» **WHAT IS NEEDED**:
Beginning with the line containing "Please indicate the sky", give every line again exactly as it is, ending with the last line of the entries.
+++ THE DATA +++
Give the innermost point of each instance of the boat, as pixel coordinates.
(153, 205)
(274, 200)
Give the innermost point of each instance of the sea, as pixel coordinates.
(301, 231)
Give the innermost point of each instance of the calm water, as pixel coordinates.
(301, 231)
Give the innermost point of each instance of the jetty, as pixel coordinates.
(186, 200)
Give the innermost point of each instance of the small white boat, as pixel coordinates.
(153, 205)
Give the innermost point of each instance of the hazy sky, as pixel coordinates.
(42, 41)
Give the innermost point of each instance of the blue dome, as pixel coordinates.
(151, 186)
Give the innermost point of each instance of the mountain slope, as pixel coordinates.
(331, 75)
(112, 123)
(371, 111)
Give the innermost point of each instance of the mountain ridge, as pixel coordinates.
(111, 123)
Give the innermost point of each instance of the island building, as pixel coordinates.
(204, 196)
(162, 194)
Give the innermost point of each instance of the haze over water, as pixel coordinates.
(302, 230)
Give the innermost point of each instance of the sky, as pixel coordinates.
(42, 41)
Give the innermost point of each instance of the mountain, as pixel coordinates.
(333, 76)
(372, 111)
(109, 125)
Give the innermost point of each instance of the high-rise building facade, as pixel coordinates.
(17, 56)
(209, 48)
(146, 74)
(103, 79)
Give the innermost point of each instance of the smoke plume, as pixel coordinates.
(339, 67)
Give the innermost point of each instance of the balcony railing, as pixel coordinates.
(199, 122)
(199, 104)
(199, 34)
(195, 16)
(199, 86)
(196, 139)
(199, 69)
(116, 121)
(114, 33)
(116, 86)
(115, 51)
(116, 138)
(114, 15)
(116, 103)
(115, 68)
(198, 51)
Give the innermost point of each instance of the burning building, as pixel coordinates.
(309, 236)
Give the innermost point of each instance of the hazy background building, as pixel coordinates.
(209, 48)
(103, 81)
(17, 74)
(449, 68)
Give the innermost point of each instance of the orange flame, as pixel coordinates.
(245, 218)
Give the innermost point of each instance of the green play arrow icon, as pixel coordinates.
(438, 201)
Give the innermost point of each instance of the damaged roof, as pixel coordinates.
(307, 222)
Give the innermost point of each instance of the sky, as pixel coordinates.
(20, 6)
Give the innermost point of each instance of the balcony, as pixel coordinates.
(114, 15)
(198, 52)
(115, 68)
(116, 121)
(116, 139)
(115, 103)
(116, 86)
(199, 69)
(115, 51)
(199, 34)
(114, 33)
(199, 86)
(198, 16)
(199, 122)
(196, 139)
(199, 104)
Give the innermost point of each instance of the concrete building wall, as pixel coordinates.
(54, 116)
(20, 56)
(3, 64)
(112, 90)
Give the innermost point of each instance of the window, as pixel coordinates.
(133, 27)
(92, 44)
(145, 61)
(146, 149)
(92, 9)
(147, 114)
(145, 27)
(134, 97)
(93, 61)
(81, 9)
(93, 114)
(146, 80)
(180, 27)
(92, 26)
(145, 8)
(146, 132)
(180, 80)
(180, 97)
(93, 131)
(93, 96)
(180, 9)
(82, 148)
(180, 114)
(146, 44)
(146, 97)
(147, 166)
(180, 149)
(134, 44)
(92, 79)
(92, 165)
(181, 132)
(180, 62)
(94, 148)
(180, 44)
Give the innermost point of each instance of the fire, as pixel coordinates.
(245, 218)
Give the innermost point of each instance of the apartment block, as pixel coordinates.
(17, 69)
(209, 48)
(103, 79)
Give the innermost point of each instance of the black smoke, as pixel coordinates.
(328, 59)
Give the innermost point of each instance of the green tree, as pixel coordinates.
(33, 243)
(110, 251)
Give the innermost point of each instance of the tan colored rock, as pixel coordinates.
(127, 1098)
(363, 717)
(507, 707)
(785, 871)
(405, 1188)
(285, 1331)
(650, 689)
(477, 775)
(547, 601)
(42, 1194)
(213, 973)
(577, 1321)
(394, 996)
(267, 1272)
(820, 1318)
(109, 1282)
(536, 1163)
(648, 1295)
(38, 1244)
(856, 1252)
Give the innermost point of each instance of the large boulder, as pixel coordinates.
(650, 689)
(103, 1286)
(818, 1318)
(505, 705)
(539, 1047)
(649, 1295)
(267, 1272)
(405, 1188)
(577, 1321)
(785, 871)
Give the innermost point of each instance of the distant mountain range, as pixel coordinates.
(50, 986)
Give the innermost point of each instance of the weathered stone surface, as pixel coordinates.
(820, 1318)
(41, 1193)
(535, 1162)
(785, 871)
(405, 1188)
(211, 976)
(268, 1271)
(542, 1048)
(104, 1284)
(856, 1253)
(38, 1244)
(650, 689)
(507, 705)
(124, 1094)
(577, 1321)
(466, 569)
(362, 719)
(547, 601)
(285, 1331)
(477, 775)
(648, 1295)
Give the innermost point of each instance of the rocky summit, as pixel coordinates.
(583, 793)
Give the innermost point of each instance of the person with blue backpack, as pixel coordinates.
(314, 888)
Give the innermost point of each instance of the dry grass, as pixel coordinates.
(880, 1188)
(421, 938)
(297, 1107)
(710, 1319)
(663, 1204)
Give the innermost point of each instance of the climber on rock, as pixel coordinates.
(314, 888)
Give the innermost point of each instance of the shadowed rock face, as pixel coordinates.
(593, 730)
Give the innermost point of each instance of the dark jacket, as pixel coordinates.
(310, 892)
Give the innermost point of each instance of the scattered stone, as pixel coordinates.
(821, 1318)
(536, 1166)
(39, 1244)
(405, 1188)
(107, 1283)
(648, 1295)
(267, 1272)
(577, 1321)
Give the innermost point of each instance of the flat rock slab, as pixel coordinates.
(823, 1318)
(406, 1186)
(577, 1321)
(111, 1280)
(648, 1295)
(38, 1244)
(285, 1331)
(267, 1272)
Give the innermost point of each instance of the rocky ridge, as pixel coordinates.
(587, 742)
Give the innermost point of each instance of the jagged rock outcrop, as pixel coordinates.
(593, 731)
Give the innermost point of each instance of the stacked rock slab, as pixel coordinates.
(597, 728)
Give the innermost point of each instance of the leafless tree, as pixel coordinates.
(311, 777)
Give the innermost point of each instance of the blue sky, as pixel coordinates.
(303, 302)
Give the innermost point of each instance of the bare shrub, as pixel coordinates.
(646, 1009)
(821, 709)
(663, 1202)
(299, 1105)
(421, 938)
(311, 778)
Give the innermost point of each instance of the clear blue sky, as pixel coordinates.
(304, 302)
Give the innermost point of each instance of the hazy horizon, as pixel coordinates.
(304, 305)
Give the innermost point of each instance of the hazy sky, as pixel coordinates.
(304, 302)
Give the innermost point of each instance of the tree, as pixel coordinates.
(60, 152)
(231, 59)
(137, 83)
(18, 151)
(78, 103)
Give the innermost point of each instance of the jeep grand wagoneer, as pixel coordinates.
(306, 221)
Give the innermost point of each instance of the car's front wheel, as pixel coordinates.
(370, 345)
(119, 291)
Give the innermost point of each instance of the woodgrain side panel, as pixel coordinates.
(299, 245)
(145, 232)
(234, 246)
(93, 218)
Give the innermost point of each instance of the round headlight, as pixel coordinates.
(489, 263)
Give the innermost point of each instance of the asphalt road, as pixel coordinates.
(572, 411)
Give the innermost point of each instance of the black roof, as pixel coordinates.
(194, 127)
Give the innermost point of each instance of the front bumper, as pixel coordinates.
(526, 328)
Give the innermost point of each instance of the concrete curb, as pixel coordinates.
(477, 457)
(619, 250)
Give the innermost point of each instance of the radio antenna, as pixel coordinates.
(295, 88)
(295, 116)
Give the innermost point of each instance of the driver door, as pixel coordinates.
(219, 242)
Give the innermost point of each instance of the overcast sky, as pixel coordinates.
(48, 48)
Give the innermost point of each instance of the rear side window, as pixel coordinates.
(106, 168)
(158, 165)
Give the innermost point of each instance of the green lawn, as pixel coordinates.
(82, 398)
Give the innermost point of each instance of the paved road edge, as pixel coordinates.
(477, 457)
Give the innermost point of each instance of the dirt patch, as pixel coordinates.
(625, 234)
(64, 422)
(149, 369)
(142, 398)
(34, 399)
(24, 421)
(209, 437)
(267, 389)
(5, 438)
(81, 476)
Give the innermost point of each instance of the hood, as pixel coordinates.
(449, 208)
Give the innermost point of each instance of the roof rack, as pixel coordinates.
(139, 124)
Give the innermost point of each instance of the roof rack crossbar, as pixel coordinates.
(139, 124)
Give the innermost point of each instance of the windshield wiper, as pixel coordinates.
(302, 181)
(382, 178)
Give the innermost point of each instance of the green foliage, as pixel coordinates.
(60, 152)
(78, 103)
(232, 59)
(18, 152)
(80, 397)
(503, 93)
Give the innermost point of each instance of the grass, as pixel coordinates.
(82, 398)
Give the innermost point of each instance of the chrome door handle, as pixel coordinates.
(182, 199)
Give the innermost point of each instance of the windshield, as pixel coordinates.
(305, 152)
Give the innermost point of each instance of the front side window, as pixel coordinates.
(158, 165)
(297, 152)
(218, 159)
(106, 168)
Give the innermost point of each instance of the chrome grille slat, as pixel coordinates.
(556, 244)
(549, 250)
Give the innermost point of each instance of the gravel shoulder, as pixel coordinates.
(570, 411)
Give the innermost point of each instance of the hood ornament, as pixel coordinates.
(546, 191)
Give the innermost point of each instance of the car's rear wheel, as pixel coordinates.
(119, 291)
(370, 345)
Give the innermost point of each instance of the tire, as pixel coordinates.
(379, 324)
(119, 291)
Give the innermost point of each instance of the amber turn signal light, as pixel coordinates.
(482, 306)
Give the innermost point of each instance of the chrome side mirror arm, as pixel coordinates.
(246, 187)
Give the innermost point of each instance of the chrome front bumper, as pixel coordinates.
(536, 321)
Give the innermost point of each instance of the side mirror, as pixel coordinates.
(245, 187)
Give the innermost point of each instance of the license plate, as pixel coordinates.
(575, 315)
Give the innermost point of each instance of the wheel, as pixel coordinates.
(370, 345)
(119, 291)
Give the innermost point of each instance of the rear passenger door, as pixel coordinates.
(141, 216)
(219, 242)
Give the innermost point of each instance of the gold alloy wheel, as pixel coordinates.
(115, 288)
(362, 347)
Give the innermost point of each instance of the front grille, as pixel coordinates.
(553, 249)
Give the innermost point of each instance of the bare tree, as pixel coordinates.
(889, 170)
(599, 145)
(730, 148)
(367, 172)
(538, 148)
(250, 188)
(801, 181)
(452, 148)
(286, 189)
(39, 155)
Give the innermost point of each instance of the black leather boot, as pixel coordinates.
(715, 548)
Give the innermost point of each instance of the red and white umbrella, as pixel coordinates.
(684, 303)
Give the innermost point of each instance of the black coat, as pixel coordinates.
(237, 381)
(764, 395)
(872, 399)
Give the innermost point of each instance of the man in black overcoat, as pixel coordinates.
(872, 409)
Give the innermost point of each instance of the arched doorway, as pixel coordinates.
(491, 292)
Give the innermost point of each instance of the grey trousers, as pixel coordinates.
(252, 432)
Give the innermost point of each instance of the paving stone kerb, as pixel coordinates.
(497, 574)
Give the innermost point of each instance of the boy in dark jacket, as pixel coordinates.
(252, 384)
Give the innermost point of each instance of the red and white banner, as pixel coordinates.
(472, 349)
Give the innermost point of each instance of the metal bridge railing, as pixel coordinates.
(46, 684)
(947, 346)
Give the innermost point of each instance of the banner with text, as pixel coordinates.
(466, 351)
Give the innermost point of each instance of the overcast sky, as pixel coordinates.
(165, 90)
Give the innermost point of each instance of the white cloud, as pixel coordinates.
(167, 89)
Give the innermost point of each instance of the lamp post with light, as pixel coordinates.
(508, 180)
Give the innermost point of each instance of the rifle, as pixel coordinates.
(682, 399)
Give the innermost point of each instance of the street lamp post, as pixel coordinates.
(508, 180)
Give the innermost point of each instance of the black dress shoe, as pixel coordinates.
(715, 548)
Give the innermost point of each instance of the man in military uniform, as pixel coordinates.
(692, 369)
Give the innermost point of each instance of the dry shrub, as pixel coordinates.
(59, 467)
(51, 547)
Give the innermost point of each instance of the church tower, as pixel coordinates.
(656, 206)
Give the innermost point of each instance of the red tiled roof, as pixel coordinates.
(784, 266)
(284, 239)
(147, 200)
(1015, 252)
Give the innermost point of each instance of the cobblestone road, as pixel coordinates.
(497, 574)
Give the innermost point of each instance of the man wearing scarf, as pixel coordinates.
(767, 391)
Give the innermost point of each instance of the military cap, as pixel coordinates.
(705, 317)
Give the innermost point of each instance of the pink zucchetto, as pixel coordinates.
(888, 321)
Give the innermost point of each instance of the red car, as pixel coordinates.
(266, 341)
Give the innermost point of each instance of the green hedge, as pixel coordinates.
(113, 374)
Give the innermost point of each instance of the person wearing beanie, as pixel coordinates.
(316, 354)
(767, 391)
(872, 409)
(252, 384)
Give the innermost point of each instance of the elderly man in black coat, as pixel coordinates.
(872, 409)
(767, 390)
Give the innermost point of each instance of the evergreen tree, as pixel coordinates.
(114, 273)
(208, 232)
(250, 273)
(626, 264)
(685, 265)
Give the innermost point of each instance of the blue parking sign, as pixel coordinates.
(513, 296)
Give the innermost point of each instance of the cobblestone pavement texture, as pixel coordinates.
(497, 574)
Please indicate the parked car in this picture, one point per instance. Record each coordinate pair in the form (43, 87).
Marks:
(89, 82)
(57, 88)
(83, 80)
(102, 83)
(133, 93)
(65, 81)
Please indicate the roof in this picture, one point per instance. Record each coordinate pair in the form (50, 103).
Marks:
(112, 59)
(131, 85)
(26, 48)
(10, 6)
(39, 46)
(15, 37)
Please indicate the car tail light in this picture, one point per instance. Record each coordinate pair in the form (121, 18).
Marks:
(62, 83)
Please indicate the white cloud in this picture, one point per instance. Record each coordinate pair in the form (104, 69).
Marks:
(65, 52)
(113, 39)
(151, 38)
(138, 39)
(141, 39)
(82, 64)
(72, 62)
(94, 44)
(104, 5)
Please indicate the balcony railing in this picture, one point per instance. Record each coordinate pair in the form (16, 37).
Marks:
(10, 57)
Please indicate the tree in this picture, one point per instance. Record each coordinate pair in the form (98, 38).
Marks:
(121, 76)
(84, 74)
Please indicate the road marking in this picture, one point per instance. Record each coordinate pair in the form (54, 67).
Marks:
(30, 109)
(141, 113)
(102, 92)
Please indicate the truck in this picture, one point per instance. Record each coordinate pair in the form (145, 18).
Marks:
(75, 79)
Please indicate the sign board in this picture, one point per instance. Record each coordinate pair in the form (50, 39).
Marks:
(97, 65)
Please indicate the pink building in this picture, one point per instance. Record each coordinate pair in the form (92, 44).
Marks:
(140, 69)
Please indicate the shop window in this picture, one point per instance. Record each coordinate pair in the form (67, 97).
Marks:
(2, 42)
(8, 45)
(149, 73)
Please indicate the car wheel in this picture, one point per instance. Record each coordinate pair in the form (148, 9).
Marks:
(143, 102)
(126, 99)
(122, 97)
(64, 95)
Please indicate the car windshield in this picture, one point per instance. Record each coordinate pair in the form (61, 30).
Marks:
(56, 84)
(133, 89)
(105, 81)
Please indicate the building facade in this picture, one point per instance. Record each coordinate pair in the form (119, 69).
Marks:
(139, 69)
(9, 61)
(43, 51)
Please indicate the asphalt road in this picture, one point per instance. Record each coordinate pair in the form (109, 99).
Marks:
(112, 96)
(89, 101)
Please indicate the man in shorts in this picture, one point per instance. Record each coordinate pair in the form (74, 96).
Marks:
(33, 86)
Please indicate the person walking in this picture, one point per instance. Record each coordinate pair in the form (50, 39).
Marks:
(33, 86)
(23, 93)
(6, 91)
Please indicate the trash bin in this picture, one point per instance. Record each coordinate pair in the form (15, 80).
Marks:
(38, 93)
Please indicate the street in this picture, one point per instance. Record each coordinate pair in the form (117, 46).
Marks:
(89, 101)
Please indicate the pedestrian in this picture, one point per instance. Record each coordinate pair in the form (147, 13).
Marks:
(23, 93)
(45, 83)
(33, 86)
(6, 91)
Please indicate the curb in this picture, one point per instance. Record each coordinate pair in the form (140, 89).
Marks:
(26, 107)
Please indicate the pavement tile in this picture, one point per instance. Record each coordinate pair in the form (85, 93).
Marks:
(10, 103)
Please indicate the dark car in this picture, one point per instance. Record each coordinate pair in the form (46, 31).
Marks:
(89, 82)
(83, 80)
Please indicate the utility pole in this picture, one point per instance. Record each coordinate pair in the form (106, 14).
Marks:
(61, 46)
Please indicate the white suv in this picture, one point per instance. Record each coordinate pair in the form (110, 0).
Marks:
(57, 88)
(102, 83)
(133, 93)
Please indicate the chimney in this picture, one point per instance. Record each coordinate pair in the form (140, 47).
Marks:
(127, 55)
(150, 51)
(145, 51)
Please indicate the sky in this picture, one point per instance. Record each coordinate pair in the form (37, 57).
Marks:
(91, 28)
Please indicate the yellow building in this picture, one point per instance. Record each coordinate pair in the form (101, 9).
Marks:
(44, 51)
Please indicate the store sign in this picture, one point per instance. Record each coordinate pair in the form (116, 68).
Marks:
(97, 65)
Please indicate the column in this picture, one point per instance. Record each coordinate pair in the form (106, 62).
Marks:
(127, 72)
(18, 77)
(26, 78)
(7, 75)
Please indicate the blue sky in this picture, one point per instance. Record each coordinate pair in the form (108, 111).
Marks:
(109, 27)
+++
» **RESPONSE**:
Please indicate the sky in this picture, one point per instance. Record each coordinate pair in the form (37, 57).
Marks:
(91, 28)
Please indicate the yellow building in this picture, one point per instance. Record each coordinate pair in the form (101, 9).
Marks:
(44, 51)
Please indicate the store sign in this picture, one point per instance. Record each coordinate pair in the form (116, 68).
Marks:
(97, 65)
Please indicate the column in this picture, one point per instance. Record each coordinate pair in the form (106, 62).
Marks:
(127, 72)
(18, 77)
(26, 78)
(7, 75)
Please indicate the blue sky in this picture, one point per instance. Record each coordinate pair in the form (108, 111).
Marks:
(109, 27)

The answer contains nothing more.